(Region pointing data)
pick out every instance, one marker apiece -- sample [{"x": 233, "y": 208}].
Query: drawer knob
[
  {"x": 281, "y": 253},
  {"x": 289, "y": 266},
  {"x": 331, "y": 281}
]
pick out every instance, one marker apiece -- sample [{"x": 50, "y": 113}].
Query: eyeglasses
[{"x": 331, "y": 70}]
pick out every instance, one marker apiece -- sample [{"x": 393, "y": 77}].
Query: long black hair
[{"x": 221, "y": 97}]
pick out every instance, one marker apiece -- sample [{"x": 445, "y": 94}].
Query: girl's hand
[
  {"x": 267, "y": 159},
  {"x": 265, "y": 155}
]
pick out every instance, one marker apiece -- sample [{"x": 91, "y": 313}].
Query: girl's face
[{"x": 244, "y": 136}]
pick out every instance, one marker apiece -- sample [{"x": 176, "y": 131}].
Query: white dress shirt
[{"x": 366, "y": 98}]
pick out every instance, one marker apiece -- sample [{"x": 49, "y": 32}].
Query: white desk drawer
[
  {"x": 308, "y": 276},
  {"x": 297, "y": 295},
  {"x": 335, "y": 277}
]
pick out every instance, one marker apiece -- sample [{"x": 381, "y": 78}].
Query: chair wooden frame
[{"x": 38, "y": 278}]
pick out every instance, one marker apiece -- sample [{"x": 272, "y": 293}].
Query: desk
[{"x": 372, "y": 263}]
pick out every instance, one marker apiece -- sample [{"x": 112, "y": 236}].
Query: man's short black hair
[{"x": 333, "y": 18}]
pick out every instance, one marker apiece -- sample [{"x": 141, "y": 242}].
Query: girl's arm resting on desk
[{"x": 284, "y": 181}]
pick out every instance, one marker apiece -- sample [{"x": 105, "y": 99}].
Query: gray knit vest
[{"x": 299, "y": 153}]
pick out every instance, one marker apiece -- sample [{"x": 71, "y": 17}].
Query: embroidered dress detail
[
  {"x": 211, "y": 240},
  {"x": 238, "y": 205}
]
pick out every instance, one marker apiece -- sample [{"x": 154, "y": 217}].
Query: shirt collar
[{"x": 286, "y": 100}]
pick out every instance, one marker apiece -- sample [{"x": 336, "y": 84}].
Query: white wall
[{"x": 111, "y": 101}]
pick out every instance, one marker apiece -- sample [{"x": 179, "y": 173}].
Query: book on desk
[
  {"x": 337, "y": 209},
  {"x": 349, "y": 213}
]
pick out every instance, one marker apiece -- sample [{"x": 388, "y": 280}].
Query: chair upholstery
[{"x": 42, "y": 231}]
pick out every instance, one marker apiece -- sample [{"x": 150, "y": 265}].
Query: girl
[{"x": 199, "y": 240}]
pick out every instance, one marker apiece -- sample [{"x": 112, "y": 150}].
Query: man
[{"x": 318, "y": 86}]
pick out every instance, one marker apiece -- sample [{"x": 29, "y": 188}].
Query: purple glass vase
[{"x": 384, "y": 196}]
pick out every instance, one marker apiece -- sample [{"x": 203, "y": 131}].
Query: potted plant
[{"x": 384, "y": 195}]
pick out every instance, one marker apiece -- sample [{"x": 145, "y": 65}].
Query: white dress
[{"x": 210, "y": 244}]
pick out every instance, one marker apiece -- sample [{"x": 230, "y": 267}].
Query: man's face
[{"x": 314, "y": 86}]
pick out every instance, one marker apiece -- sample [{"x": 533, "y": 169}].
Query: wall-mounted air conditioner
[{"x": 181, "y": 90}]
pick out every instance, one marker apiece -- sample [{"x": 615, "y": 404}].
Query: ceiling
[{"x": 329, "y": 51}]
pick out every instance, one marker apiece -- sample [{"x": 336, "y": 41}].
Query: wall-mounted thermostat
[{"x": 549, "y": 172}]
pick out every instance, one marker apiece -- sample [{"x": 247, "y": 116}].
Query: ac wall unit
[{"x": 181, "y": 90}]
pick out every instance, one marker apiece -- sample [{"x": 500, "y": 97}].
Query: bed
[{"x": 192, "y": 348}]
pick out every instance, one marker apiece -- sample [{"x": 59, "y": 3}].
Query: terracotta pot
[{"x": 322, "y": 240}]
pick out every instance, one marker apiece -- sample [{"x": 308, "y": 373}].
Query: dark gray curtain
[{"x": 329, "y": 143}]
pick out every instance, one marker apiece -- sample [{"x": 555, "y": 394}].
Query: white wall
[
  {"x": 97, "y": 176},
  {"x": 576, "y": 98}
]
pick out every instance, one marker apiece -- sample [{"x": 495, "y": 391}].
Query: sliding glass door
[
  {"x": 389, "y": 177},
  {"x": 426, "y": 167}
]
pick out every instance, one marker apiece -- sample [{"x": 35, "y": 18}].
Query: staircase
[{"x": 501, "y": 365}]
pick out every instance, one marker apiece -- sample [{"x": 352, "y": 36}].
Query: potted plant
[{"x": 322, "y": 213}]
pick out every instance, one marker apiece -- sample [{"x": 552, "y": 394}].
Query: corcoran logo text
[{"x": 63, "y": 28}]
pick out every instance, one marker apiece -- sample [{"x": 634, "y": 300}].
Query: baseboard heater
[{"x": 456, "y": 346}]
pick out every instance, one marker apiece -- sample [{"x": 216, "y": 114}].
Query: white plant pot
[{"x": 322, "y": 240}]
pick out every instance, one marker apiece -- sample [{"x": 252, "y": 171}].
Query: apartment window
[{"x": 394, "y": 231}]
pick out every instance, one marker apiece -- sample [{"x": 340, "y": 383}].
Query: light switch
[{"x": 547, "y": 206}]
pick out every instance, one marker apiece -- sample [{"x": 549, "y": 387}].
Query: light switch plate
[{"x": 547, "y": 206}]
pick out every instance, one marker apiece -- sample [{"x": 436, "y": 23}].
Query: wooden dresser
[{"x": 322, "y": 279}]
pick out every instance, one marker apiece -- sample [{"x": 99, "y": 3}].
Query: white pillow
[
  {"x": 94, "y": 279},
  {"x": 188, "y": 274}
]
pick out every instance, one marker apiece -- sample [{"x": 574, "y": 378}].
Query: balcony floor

[What is needed]: Every entry is to be restated word for word, with nothing dropped.

[Exercise answer]:
pick out every instance, one marker apiece -- sample [{"x": 233, "y": 208}].
Query: drawer knob
[
  {"x": 281, "y": 253},
  {"x": 289, "y": 266},
  {"x": 331, "y": 281}
]
pick out every instance, one marker apiece -- sample [{"x": 50, "y": 113}].
Query: eyeglasses
[{"x": 331, "y": 70}]
pick out every instance, one marker apiece -- sample [{"x": 393, "y": 77}].
Query: long black hair
[{"x": 221, "y": 97}]
pick out every instance, one marker apiece -- sample [{"x": 445, "y": 94}].
Query: girl's hand
[
  {"x": 267, "y": 159},
  {"x": 265, "y": 155}
]
pick out every instance, one marker apiece -- sample [{"x": 91, "y": 313}].
Query: girl's face
[{"x": 244, "y": 136}]
pick out every instance, one marker apiece -- sample [{"x": 176, "y": 131}].
Query: white dress shirt
[{"x": 366, "y": 98}]
pick out every instance, one marker apiece -- sample [{"x": 49, "y": 32}].
Query: white desk drawer
[
  {"x": 308, "y": 276},
  {"x": 297, "y": 295},
  {"x": 335, "y": 277}
]
pick out every instance, one marker apiece -- sample [{"x": 381, "y": 78}].
Query: chair wooden frame
[{"x": 38, "y": 278}]
pick out every instance, one marker apiece -- sample [{"x": 272, "y": 293}].
Query: desk
[{"x": 372, "y": 263}]
pick out every instance, one marker apiece -- sample [{"x": 112, "y": 236}].
Query: man's short black hair
[{"x": 333, "y": 18}]
pick out every instance, one marker apiece -- sample [{"x": 141, "y": 242}].
Query: girl's arm resting on desk
[{"x": 284, "y": 181}]
pick out every instance, one marker apiece -- sample [{"x": 105, "y": 99}].
Query: gray knit vest
[{"x": 299, "y": 153}]
pick out every instance, one marker apiece -- sample [{"x": 71, "y": 17}].
Query: embroidered dress detail
[
  {"x": 211, "y": 240},
  {"x": 238, "y": 205}
]
pick out every instance, one marker apiece -- sample [{"x": 154, "y": 217}].
Query: shirt collar
[{"x": 286, "y": 100}]
pick out every instance, one marker apiece -- sample [{"x": 336, "y": 84}].
Query: white wall
[{"x": 111, "y": 101}]
pick out every instance, one marker apiece -- sample [{"x": 179, "y": 173}].
Query: book on desk
[
  {"x": 337, "y": 209},
  {"x": 349, "y": 213}
]
pick out every instance, one marker apiece -- sample [{"x": 388, "y": 280}].
Query: chair upholstery
[{"x": 42, "y": 231}]
pick out every instance, one marker apiece -- sample [{"x": 150, "y": 265}].
Query: girl
[{"x": 199, "y": 240}]
pick out every instance, one marker apiece -- sample [{"x": 112, "y": 150}].
Query: man
[{"x": 318, "y": 86}]
pick out every instance, one marker apiece -- sample [{"x": 29, "y": 188}].
Query: purple glass vase
[{"x": 384, "y": 196}]
pick out every instance, one marker apiece -- sample [{"x": 203, "y": 131}].
Query: potted plant
[{"x": 384, "y": 195}]
pick out every instance, one marker apiece -- sample [{"x": 145, "y": 65}].
Query: white dress
[{"x": 210, "y": 244}]
pick out every instance, one marker apiece -- sample [{"x": 230, "y": 267}].
Query: man's face
[{"x": 314, "y": 86}]
pick out every instance, one marker apiece -- sample [{"x": 533, "y": 169}].
Query: wall-mounted air conditioner
[{"x": 181, "y": 90}]
pick out every instance, one marker apiece -- sample [{"x": 615, "y": 404}].
Query: ceiling
[{"x": 329, "y": 51}]
pick out every instance, one marker apiece -- sample [{"x": 336, "y": 41}].
Query: wall-mounted thermostat
[{"x": 549, "y": 172}]
pick out every instance, one marker apiece -- sample [{"x": 247, "y": 116}].
Query: ac wall unit
[{"x": 181, "y": 90}]
pick out every instance, one marker apiece -- sample [{"x": 500, "y": 97}].
Query: bed
[{"x": 192, "y": 348}]
pick out every instance, one marker apiece -- sample [{"x": 59, "y": 3}].
Query: terracotta pot
[{"x": 322, "y": 240}]
pick out every instance, one marker apiece -- sample [{"x": 308, "y": 373}].
Query: dark gray curtain
[{"x": 329, "y": 143}]
pick out every instance, one marker apiece -- sample [{"x": 555, "y": 394}].
Query: white wall
[
  {"x": 97, "y": 176},
  {"x": 576, "y": 98}
]
pick out every instance, one marker apiece -- sample [{"x": 495, "y": 391}].
Query: sliding glass door
[
  {"x": 389, "y": 177},
  {"x": 426, "y": 167}
]
pick out every instance, one marker apiece -- sample [{"x": 35, "y": 18}].
Query: staircase
[{"x": 501, "y": 365}]
pick out every instance, one marker apiece -- sample [{"x": 352, "y": 36}].
Query: potted plant
[{"x": 322, "y": 213}]
pick out every instance, one marker apiece -- sample [{"x": 552, "y": 394}].
Query: corcoran logo text
[{"x": 63, "y": 28}]
pick out every instance, one marker apiece -- sample [{"x": 634, "y": 300}].
Query: baseboard heater
[{"x": 456, "y": 346}]
pick out every instance, one marker apiece -- sample [{"x": 216, "y": 114}].
Query: white plant pot
[{"x": 322, "y": 240}]
pick out every instance, one marker apiece -- sample [{"x": 252, "y": 171}].
Query: apartment window
[{"x": 394, "y": 231}]
pick out every instance, one marker apiece -- sample [{"x": 340, "y": 383}].
Query: light switch
[{"x": 547, "y": 206}]
pick out every instance, one marker apiece -- sample [{"x": 549, "y": 387}].
Query: light switch plate
[{"x": 547, "y": 206}]
pick out every instance, one marker apiece -- sample [{"x": 436, "y": 23}].
Query: wooden dresser
[{"x": 322, "y": 279}]
pick out every instance, one marker apiece -- sample [{"x": 99, "y": 3}].
Query: white pillow
[
  {"x": 94, "y": 279},
  {"x": 188, "y": 274}
]
pick out every instance, one marker apiece -- sample [{"x": 574, "y": 378}].
Query: balcony floor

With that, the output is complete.